JOB
Copy out every line of the rows below, leaving out the pictures. Multiply each box coordinate by 2.3 and round to a whole number, with halves rounding up, but keep all other text unchanged.

Object detection data
----------------------------------------

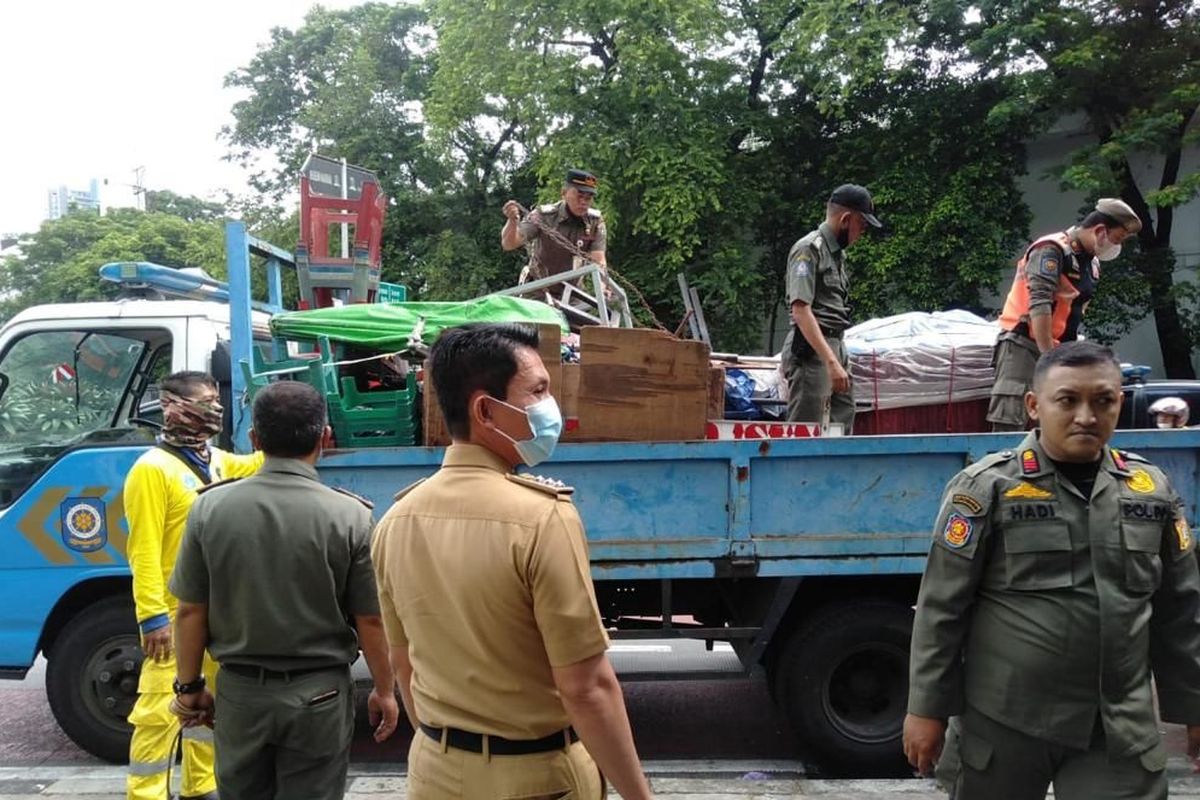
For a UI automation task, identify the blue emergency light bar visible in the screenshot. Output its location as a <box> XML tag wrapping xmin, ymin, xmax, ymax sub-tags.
<box><xmin>100</xmin><ymin>261</ymin><xmax>278</xmax><ymax>313</ymax></box>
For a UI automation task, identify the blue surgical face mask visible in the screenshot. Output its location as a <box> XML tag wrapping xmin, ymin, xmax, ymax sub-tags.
<box><xmin>492</xmin><ymin>397</ymin><xmax>563</xmax><ymax>467</ymax></box>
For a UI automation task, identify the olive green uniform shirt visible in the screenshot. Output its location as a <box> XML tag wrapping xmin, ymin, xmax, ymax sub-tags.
<box><xmin>373</xmin><ymin>444</ymin><xmax>608</xmax><ymax>739</ymax></box>
<box><xmin>170</xmin><ymin>457</ymin><xmax>379</xmax><ymax>670</ymax></box>
<box><xmin>908</xmin><ymin>433</ymin><xmax>1200</xmax><ymax>757</ymax></box>
<box><xmin>517</xmin><ymin>200</ymin><xmax>608</xmax><ymax>281</ymax></box>
<box><xmin>784</xmin><ymin>222</ymin><xmax>850</xmax><ymax>340</ymax></box>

----------------------------------------

SOLUTION FOR THIS EXERCISE
For a UI automation task, identify the blue emergency light bar visible in the screenshot. Output its location as a <box> XML tag wrapping xmin, ymin, xmax, ymax sub-tags.
<box><xmin>230</xmin><ymin>600</ymin><xmax>639</xmax><ymax>720</ymax></box>
For a UI automation task, identify the blue surgical face mask visible in the screenshot. Output its location as a <box> XML tag wrapping xmin, ymin, xmax, ymax sub-tags.
<box><xmin>1132</xmin><ymin>913</ymin><xmax>1295</xmax><ymax>1074</ymax></box>
For a UI automation task, identify the olive green uniform shirt visible in the screenshot. Output its location as a <box> XML tag wrapping xmin, ymin, xmax, ymax sub-tags.
<box><xmin>858</xmin><ymin>1021</ymin><xmax>1398</xmax><ymax>1700</ymax></box>
<box><xmin>391</xmin><ymin>1051</ymin><xmax>872</xmax><ymax>1541</ymax></box>
<box><xmin>2088</xmin><ymin>996</ymin><xmax>2760</xmax><ymax>1741</ymax></box>
<box><xmin>1189</xmin><ymin>460</ymin><xmax>1398</xmax><ymax>646</ymax></box>
<box><xmin>1803</xmin><ymin>511</ymin><xmax>1955</xmax><ymax>782</ymax></box>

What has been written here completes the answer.